(Referring expression pointing data)
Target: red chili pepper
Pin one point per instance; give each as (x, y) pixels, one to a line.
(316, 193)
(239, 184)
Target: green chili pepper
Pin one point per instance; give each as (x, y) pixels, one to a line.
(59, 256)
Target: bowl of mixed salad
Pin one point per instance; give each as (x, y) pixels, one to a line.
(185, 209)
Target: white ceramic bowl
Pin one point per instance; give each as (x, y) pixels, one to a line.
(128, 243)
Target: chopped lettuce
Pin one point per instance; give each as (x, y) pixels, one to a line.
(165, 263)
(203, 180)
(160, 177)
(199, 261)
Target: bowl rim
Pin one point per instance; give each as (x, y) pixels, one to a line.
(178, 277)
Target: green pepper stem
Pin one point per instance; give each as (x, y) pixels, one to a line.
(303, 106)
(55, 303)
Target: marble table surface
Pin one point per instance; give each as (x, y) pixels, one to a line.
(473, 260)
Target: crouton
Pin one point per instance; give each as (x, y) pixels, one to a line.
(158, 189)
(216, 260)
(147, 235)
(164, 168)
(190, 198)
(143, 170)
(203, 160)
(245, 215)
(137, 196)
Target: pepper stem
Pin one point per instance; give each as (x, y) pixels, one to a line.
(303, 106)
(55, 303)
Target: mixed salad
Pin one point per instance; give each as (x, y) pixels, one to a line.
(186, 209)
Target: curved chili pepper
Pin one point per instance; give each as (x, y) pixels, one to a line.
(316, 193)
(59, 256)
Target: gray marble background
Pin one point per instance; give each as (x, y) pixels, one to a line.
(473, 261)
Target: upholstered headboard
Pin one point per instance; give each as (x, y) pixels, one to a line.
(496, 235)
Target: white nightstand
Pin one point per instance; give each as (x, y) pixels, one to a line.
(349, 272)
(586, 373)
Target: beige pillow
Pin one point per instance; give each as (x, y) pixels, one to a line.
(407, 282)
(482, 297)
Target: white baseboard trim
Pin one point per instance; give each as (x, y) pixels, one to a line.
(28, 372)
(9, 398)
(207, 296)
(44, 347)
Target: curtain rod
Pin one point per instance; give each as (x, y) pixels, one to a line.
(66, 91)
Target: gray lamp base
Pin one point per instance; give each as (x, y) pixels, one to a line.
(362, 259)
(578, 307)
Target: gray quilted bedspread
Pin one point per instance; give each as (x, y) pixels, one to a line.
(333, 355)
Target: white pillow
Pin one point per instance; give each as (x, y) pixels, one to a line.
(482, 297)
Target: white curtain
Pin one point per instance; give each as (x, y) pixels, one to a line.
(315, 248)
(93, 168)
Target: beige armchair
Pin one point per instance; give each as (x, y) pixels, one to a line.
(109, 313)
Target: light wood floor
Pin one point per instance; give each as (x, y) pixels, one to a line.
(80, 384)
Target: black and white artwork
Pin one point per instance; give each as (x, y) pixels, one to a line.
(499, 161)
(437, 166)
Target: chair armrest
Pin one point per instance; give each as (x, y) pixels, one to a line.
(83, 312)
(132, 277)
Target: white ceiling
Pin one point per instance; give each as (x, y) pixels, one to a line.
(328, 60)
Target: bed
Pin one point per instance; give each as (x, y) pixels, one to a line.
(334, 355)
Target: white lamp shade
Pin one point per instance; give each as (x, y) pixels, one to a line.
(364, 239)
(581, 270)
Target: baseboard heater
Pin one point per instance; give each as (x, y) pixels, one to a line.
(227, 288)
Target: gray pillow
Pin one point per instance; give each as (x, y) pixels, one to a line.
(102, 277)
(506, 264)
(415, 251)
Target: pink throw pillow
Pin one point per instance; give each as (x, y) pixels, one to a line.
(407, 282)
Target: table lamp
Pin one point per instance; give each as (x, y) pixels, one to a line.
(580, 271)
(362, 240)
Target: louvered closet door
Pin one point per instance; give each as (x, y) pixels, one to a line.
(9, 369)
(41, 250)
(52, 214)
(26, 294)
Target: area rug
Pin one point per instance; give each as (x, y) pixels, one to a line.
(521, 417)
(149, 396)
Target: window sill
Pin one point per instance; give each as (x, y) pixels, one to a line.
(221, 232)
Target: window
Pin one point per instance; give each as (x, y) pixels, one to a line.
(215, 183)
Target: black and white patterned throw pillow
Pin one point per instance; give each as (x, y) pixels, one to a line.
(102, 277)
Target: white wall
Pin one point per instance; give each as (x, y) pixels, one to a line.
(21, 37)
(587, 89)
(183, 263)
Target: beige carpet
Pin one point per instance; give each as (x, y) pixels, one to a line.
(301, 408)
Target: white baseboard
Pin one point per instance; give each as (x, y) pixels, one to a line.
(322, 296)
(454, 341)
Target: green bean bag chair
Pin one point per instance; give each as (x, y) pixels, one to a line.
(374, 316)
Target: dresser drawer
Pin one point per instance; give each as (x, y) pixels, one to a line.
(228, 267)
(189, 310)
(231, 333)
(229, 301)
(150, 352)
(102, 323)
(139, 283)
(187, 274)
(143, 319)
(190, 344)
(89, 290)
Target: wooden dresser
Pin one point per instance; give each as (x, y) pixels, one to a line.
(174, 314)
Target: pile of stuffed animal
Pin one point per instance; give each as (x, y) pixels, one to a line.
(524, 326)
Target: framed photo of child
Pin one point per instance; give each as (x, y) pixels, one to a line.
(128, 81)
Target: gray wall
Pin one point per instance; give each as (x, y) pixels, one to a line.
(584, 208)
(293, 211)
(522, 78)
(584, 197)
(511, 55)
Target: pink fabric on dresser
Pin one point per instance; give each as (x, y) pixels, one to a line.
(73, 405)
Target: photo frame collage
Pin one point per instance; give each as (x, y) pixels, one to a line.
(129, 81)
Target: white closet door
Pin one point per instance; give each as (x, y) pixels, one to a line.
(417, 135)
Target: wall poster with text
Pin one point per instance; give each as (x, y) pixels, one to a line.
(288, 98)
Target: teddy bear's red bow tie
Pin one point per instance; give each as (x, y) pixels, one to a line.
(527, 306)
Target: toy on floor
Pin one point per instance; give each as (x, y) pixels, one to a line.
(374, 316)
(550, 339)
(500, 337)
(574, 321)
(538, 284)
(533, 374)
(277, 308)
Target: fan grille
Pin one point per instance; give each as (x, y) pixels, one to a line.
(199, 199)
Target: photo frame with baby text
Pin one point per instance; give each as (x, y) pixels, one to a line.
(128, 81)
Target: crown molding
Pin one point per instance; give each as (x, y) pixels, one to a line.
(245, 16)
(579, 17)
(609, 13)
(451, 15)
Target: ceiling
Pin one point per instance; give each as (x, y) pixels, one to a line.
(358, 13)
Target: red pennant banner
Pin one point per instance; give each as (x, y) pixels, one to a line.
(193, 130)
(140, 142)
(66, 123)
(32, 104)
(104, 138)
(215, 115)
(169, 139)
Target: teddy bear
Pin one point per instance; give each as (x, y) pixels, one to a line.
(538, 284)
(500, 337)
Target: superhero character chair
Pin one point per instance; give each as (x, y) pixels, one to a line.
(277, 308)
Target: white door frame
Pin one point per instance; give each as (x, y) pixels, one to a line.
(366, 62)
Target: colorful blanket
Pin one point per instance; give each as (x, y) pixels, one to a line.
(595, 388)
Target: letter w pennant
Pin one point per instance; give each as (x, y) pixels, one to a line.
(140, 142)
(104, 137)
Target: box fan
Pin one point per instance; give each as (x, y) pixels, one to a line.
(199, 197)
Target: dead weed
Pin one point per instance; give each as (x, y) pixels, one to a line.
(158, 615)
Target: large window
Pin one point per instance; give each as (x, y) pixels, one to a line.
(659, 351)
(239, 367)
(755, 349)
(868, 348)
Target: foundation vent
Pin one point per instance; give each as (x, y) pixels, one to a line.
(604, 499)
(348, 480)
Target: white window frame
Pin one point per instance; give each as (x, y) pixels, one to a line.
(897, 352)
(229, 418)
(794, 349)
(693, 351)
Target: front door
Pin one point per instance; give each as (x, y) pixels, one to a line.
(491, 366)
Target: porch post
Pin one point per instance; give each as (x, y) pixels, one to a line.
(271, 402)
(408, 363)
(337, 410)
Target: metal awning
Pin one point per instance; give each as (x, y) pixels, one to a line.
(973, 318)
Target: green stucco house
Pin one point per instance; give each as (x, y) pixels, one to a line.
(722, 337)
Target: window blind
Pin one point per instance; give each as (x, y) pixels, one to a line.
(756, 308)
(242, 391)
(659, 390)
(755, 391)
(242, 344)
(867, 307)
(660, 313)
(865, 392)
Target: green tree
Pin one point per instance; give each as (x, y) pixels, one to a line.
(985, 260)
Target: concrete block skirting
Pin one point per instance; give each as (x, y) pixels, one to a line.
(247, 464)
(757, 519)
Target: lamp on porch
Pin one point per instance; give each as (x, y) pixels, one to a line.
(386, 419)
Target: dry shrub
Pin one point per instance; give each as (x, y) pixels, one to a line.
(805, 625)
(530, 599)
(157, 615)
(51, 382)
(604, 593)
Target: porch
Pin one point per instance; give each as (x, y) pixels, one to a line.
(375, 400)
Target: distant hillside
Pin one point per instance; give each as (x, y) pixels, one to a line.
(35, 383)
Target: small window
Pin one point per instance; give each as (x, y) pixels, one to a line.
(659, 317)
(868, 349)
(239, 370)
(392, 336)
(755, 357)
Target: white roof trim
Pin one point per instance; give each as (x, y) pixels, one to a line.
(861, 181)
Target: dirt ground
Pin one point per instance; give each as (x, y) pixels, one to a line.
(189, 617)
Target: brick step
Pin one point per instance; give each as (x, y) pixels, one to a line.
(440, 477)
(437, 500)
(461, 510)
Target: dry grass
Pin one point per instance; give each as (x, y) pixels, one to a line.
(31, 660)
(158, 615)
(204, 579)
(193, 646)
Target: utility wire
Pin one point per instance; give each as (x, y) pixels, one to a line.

= Exercise directions =
Only one stretch of the entries above is wanted: the lines from the one containing "Target: large window" through the one containing "Target: front door". Please reproduce it exactly.

= Expected answer =
Target: large window
Pin one point per instance; give each as (x, y) pixels, one to a line.
(659, 351)
(239, 367)
(755, 349)
(868, 348)
Target: foundation vent
Pin one point per instance; give each as (x, y) pixels, one to a line.
(604, 499)
(348, 480)
Target: white window frame
Pin one point per instance; give each as (x, y) pixels, one to a line.
(897, 352)
(229, 418)
(794, 349)
(693, 351)
Target: front door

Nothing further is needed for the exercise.